— SHORT PROBLEM A —
In the post about Richard Stallman, what does Stallman refuse to carry?
— SHORT PROBLEM B —
Echo everything in the post about Richard Stallman from "My last post was about" down to "Free Software Foundation.".

— DOCUMENT SECTION —
┌────────

My last post was about someone I considered a true modern philosopher, but I didn't say who the someone was.   The person I had in mind is Richard Stallman, the founder of the Free Software Foundation.

Maybe it seems strange to call him a philosopher.  As far as I know, he's never said anything about the meaning of life, or the best way to live, or stuck his neck into the esoterica of more modern philosophy.  But he has a very well-defined philosophy of software code ownership.  Like all things, the modern world is all about specialization.  He doesn't have to have an opinion about everything.  The important part is he had a strong opinion, one based in morality, about a new force in our lives, and he's been fighting for his vision ever since.  His core idea is that our computers should only run software that we have the source code for.  If you don't know, and can't modify, what your own computer is doing, you shouldn't be running it.

I've been lucky enough to meet Richard Stallman.  He seems to talk like how I would imagine a philosopher would talk.  He speaks precisely (using the terms libre and gratis instead of the more generic word free), never lets something go that he considers wrong, and plainly admits when he doesn't know something.  He can forcefully argue his point, and is utterly uncompromising in his core beliefs.  For instance, he will not carry ID.  For someone who travels a lot and often goes into large institutions to speak, this has got to be inconvenient.  But he doesn't ever make that tradeoff of beliefs for convenience that we all make in so many ways.  Similarly, even though he was a legendary coder, he's never attempted to parlay that into any sort of career.  He doesn't make much money, and lives simply.

└────────

— PROVIDED RECORDS —
┌────────

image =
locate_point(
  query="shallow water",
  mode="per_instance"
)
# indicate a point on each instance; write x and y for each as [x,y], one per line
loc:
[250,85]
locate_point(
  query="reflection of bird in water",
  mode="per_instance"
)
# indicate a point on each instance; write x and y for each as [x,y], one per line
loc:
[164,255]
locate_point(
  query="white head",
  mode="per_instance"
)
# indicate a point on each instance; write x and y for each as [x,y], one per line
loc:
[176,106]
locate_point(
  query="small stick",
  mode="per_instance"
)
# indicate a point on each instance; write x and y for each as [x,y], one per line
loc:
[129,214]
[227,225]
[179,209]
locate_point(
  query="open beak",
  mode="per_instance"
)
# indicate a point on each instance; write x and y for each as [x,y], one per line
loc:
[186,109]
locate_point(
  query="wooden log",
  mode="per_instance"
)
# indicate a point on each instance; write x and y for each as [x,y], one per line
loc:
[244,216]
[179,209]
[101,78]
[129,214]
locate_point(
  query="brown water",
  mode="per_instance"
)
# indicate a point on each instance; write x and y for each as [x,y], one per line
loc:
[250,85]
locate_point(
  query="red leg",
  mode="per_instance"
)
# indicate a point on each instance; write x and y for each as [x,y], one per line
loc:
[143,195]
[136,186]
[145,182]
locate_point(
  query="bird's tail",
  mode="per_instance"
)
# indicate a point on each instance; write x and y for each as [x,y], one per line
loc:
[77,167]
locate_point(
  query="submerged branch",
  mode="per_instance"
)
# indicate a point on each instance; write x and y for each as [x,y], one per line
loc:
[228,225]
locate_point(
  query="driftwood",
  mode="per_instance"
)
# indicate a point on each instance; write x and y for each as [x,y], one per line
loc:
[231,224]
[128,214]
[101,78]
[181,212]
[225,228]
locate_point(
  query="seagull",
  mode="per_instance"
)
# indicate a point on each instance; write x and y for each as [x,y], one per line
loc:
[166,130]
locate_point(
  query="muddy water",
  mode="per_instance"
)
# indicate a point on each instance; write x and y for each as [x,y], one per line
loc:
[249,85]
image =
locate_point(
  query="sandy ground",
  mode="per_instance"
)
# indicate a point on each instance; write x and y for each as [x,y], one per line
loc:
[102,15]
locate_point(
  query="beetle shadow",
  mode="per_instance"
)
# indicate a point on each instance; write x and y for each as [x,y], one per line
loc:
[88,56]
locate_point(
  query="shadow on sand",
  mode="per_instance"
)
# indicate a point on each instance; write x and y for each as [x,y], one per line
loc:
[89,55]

└────────

— WRITTEN ANSWER A —
He will not carry ID.

— WRITTEN ANSWER B —
My last post was about someone I considered a true modern philosopher, but I didn't say who the someone was.   The person I had in mind is Richard Stallman, the founder of the Free Software Foundation.